● Source document:
Networking. For the past five years, Emily Wahler has devoted 20 minutes at the beginning of each workday to connect with people, and build her virtual network in the mortgage industry. As Director, RPO (Recruitment Process Outsourcing) and Assistant Controller at StraussGroup, Wahler has placed over 300 candidates since 2016. Rather than sending out messages in bulk, Wahler takes the time to customize each message, in order to better connect with candidates and secure introductions to others within their networks.
Gaining an Edge When Candidates Have the Leverage
Beyond tried-and-true tactics, recruiters in the MRINetwork are investing more heavily in marketing, branding, and ongoing engagement strategies, to improve their reach and results. Here are some simple ideas to help connect with candidates when top talent is hard to come by.

● Dataset entries:
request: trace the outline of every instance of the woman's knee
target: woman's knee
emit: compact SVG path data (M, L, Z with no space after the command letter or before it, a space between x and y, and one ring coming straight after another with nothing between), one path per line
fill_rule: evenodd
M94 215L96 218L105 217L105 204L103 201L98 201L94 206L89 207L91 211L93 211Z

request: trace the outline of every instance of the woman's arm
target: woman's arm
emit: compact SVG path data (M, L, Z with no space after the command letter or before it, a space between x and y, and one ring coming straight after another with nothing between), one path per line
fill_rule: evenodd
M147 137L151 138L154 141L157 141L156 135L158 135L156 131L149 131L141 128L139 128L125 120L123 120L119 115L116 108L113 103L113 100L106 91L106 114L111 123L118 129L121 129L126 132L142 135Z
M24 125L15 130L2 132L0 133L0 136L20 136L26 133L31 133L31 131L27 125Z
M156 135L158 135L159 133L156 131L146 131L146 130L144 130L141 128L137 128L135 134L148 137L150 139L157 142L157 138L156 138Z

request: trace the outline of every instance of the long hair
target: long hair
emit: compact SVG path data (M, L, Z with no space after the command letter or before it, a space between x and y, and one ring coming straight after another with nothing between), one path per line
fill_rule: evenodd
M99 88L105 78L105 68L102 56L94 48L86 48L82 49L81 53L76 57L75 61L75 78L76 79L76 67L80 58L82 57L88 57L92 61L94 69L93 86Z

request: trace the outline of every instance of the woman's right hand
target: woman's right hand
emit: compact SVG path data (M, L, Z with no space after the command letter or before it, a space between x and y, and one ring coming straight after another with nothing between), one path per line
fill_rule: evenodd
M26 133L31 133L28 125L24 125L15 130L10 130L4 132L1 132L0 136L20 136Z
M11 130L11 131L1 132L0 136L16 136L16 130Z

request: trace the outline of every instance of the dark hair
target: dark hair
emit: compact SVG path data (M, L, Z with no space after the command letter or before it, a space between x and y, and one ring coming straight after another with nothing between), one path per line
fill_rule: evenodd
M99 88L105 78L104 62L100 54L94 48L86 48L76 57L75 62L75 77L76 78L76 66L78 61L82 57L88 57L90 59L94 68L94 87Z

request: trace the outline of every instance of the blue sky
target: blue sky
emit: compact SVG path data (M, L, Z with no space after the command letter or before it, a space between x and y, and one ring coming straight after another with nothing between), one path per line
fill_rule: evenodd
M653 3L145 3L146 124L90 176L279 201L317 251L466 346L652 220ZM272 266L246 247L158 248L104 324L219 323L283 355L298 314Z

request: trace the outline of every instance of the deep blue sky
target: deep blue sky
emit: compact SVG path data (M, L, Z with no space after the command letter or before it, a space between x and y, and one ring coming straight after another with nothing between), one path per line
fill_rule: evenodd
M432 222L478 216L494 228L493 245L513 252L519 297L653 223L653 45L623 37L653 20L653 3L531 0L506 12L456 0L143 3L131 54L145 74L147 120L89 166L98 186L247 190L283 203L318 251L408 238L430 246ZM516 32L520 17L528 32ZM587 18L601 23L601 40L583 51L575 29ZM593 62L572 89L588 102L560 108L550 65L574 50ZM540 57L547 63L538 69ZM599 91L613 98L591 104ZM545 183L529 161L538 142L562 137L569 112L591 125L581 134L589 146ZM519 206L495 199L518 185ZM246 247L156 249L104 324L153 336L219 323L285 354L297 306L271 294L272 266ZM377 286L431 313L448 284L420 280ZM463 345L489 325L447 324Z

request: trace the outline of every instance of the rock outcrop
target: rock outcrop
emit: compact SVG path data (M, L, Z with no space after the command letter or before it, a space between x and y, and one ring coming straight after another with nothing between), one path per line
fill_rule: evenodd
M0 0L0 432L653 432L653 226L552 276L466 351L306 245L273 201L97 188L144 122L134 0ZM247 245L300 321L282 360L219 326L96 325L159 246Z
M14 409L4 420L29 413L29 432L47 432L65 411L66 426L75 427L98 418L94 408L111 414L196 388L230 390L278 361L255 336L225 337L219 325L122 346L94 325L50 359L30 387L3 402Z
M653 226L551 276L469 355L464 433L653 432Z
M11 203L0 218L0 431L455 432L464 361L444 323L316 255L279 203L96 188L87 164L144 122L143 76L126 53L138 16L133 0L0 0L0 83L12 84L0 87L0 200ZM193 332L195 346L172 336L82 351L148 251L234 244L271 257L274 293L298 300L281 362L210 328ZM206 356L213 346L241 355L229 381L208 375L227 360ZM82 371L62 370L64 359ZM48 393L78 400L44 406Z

● What you are asked to do:
Write out everything in the recruiting text from "Networking. For the" down to "to come by.", word for word. The data can be set aside; it plays no part here.

● Task response:
Networking. For the past five years, Emily Wahler has devoted 20 minutes at the beginning of each workday to connect with people, and build her virtual network in the mortgage industry. As Director, RPO (Recruitment Process Outsourcing) and Assistant Controller at StraussGroup, Wahler has placed over 300 candidates since 2016. Rather than sending out messages in bulk, Wahler takes the time to customize each message, in order to better connect with candidates and secure introductions to others within their networks.
Gaining an Edge When Candidates Have the Leverage
Beyond tried-and-true tactics, recruiters in the MRINetwork are investing more heavily in marketing, branding, and ongoing engagement strategies, to improve their reach and results. Here are some simple ideas to help connect with candidates when top talent is hard to come by.